____ 추출된 행

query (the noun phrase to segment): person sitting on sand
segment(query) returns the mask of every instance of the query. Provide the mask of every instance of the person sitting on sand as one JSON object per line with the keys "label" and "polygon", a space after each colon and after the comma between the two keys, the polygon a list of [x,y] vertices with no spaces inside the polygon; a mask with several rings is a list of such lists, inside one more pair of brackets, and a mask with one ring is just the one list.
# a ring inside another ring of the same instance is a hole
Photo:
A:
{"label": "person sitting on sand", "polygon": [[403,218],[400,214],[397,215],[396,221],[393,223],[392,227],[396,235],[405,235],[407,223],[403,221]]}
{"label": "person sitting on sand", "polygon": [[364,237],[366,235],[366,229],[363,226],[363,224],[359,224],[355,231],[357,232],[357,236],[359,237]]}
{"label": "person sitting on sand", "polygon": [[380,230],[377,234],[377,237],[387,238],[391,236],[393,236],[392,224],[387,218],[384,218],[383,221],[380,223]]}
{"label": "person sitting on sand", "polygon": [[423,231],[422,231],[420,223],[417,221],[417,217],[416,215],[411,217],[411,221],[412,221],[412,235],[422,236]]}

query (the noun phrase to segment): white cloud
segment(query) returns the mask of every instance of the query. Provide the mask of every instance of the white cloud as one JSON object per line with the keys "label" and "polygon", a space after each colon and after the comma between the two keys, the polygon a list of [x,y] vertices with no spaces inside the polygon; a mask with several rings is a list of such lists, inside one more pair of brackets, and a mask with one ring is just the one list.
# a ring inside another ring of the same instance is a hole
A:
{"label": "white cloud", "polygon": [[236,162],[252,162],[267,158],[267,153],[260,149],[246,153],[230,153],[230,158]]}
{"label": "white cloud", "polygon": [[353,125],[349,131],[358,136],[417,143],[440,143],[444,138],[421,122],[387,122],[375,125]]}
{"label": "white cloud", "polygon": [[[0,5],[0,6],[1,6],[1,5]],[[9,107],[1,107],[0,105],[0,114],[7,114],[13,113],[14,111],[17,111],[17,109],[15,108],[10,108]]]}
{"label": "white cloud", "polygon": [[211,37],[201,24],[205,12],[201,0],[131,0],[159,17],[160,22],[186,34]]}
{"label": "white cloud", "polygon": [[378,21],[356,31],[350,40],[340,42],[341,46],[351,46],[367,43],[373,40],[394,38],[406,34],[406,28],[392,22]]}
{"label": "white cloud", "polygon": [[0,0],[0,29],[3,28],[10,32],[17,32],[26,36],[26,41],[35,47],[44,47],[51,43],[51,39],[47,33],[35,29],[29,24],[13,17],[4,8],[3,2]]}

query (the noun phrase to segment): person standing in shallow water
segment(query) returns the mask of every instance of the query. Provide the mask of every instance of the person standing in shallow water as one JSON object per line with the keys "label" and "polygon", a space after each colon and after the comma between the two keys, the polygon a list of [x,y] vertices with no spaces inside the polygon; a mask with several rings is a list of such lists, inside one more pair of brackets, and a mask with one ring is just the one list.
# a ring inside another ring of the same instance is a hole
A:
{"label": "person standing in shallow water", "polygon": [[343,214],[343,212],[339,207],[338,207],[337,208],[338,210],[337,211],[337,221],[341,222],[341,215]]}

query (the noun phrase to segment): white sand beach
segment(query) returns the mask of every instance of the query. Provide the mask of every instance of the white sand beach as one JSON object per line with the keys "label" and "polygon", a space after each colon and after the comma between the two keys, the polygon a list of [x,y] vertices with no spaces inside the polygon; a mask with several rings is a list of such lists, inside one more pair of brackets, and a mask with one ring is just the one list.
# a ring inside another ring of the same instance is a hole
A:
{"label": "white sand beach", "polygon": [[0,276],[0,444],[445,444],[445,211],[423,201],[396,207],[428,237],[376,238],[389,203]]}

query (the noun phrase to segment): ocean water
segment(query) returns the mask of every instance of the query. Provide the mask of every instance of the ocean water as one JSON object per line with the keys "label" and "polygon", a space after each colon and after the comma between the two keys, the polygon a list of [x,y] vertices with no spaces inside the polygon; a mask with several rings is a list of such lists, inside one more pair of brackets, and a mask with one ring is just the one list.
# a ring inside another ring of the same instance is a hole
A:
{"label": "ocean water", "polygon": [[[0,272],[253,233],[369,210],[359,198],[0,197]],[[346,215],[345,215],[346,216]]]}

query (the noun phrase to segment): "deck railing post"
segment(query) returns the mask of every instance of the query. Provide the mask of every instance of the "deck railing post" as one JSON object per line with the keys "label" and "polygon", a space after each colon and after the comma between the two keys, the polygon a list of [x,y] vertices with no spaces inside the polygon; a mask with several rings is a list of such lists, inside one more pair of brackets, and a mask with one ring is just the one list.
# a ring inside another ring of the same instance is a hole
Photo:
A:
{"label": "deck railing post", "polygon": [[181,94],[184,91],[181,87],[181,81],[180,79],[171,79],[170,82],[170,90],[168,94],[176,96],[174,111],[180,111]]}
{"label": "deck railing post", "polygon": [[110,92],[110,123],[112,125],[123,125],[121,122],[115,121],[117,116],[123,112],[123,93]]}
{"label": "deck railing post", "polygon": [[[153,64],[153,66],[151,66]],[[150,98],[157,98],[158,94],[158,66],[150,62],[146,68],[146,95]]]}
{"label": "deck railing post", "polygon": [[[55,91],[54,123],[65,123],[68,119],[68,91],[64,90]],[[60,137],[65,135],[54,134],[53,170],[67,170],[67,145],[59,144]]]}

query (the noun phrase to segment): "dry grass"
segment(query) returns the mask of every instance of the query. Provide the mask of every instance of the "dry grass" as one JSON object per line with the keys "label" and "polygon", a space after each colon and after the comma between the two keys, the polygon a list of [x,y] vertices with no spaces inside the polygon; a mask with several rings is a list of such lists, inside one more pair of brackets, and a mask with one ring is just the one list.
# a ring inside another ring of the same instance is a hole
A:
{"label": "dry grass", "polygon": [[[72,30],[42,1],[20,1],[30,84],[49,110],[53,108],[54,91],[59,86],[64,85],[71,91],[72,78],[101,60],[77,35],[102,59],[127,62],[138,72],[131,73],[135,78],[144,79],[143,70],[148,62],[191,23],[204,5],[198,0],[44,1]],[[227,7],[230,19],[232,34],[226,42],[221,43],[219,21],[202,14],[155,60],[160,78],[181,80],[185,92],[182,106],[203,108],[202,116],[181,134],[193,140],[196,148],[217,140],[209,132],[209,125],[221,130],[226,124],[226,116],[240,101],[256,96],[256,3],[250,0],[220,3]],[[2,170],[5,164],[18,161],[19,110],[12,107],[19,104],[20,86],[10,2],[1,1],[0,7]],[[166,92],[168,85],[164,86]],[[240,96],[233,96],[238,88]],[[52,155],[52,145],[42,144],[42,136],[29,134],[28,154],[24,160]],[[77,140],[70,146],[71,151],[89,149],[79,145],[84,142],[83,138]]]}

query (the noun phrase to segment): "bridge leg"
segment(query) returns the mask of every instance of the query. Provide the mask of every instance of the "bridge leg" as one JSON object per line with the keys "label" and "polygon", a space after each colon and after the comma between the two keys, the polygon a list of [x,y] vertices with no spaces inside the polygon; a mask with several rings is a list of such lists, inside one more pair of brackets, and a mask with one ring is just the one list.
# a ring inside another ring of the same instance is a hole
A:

________

◆ **과제**: 행의 맨 처음 줄부터 "the person sitting"가 들어 있는 줄까지, 양 끝 줄을 포함해 한 글자도 바꾸지 않고 그대로 복제해 주시겠어요?

◆ **과제 결과**:
query (the noun phrase to segment): person sitting on sand
segment(query) returns the mask of every instance of the query. Provide the mask of every instance of the person sitting on sand as one JSON object per line with the keys "label" and "polygon", a space after each colon and after the comma between the two keys, the polygon a list of [x,y] vertices with no spaces inside the polygon; a mask with several rings is a list of such lists, inside one more pair of brackets, and a mask with one ring is just the one list.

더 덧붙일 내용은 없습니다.